◆ DOCUMENT SECTION ◆
= Beginning of Section =

Uh, so you're constantly juggling with uh content that is being pushed to you. And people and that's what like you see like the choices people make are actually being reduced.
Uh in some form like personalities are also becoming, if you had like thousands of different personalities as human beings, now we have hundreds of them because Yeah.
Everyone is sort of like mimicking each other because this they're fed by same content, right?
Um, and that's why you also see increasing in polarization also because like it's easy to put in three buckets as a person rather than in 300 or 400 because people used to consume things differently based on that curiosity.
But now people consume based on what is being pushed to you. Uh, so my whole point was like, how do you have a pull system? How do you like uh go from, you know, someone else telling you versus like you follow your intuition, your curiosity?
Uh, but the tooling was only there for if you can build things. If you can write scripts for it, if you can, you know, hijack, you know, or put together a bunch of tools together if you're a software developer, you could do that.
Um, or it's also like um there's uh element of uh can you pay for stuff? Can you avoid the ads? Can you avoid the recommendation systems? Right? Like uh can you get like YouTube subscription where you don't see any ads?
Um, so there's almost a certain segment of population who has evolved above that thing where they'll never see an ad uh because they have all the subscriptions. Uh, right?
So right now what happens is uh, I don't have to be on Twitter to know what is happening. I can just write an agent that is going and telling me, hey, finally top 10 uh important AI tweets, um, that I want to know from, you know, XYZ researchers.
And I can have a scout or I can have deploy another type of agent. I can, you know, write a Python code. I I can just code this up and or ask Replet to write, do something. Uh, right?
So I think the interesting thing, the point I really trying to make is you go from that someone else telling you to what to consume, uh because you're in that web interaction system to you're going towards where you can, you have more control about what you want to consume and what you want to stay on top of.
Um, and I think Scouts really, you know, helps us do that. So, I think before we jump ahead of the conversation, I think it'll be good to sort of like um give a small demo of how Scouts work and then uh we can continue the discussion from there.
Guest: Sounds sounds great.
Host: And the push versus pull model, yeah, definitely resonates.
Guest: Okay. So hopefully you can you can see my screen.
Host: Yes.
Guest: Um This is what the the homepage of uh Scouts looks like. Um, as context, Scouts is basically agents that can monitor the web um for anything you care about so that you don't have to.
So that you don't have to sit there refreshing tabs and monitoring various things. Um, where like you can you set up agents. Um, they'll monitor and they'll notify you whenever they find something, something relevant.
So I'm just going to go ahead and um set up a few few scouts. Um, so let's say, anytime someone mentions or reviews Scouts by Yutori on Twitter, LinkedIn, Reddit, etc.
Host: That's actually one of the most useful things I found while using because you've some you frame something and then realize, oh, this is actually better framing. So it's actually a very good uh product feature.

= End of Section =

◆ WHAT IS BEING ASKED ◆
In the transcript about Scouts, what does the guest say Scouts agents do?

◆ LISTED RECORDS ◆
= Beginning of Section =

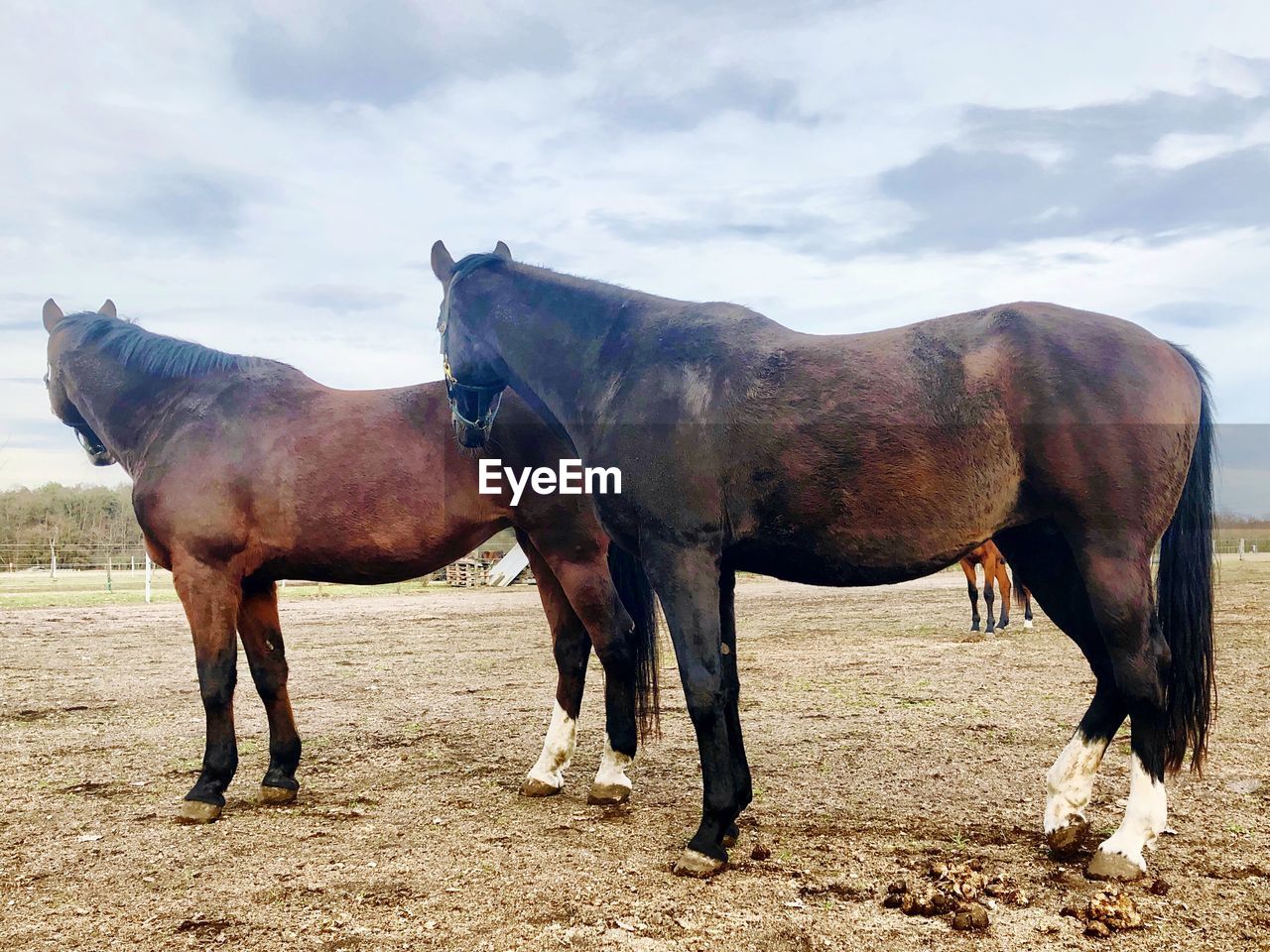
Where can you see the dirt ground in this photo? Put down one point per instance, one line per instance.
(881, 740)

= End of Section =
= Beginning of Section =

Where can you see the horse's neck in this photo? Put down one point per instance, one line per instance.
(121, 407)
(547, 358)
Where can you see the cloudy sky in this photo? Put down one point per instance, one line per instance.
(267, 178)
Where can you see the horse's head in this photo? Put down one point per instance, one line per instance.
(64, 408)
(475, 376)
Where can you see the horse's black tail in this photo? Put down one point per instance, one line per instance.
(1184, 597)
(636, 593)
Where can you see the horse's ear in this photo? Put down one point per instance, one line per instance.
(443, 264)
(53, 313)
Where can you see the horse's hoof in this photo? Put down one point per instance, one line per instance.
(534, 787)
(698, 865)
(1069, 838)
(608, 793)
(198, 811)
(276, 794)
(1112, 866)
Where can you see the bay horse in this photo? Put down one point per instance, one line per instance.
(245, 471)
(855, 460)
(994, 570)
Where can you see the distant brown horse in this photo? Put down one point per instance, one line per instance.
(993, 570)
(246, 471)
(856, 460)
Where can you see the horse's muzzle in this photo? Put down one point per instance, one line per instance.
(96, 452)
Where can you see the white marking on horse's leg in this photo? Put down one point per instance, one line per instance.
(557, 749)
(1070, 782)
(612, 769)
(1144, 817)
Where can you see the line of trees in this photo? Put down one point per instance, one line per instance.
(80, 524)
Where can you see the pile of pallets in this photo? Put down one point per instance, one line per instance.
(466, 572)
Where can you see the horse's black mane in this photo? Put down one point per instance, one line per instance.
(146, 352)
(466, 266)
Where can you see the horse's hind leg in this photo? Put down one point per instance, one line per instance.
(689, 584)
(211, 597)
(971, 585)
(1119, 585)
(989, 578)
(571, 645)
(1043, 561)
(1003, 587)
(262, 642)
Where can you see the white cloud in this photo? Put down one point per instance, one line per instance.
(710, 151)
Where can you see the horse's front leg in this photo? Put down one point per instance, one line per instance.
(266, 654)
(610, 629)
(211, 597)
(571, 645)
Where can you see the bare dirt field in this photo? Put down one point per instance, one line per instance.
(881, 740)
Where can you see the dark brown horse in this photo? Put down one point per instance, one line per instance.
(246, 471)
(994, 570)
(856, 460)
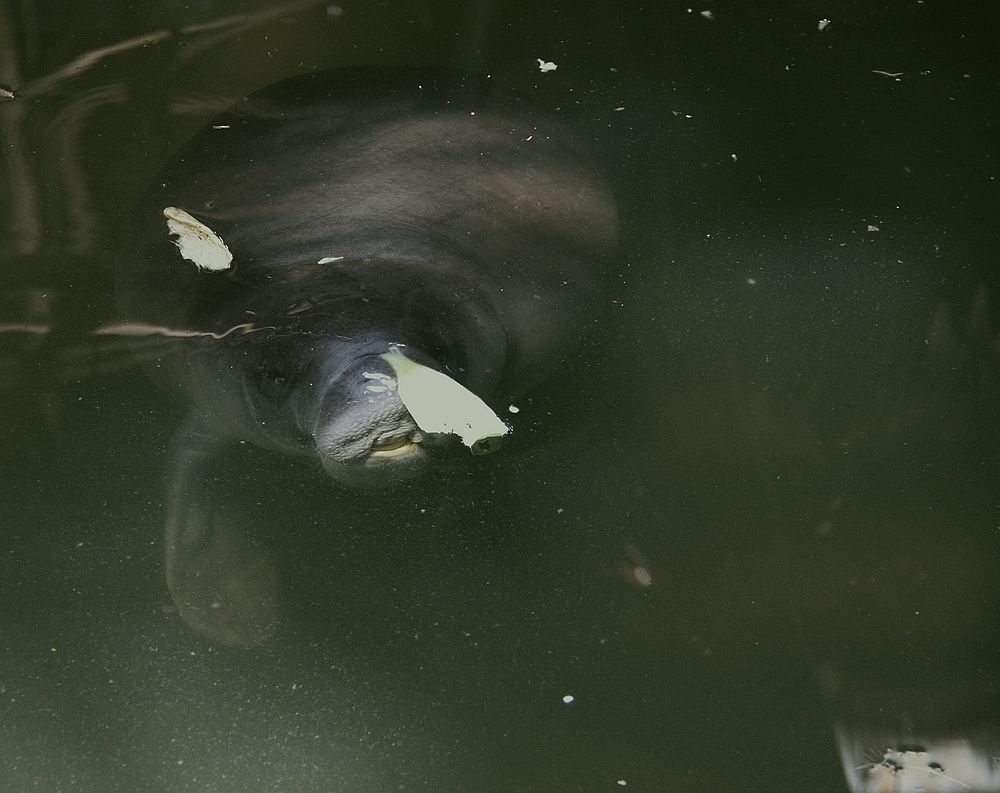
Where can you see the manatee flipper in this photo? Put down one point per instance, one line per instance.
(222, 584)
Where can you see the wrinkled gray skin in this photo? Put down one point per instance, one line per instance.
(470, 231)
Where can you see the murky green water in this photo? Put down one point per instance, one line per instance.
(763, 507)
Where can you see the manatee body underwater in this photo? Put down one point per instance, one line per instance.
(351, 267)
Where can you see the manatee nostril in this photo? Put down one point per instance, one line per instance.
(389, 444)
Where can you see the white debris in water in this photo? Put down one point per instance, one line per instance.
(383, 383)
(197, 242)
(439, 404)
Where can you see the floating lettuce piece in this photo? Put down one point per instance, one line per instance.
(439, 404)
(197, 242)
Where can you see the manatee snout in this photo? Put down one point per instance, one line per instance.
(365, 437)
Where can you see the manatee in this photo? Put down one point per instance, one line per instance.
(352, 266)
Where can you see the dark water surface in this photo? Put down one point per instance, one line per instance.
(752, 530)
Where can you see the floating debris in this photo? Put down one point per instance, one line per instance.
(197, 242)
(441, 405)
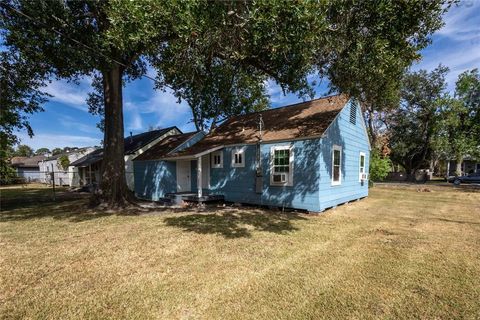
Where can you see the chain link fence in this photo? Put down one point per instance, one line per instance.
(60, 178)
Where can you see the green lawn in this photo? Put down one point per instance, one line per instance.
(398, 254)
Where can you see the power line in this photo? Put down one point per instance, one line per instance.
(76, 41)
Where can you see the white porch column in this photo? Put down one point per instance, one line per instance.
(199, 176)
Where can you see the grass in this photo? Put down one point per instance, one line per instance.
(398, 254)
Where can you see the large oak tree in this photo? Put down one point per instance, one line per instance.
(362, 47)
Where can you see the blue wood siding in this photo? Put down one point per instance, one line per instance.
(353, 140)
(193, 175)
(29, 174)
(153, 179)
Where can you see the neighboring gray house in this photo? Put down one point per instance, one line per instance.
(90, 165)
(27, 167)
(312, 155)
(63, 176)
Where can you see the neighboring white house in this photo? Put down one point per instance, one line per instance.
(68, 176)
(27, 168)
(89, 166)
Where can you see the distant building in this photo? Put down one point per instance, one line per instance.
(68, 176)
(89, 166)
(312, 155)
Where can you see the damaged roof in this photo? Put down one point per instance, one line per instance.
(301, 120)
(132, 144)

= End of Section =

◆ THE COMPLETED TASK ◆
They monitor the web for anything you care about and notify you whenever they find something relevant.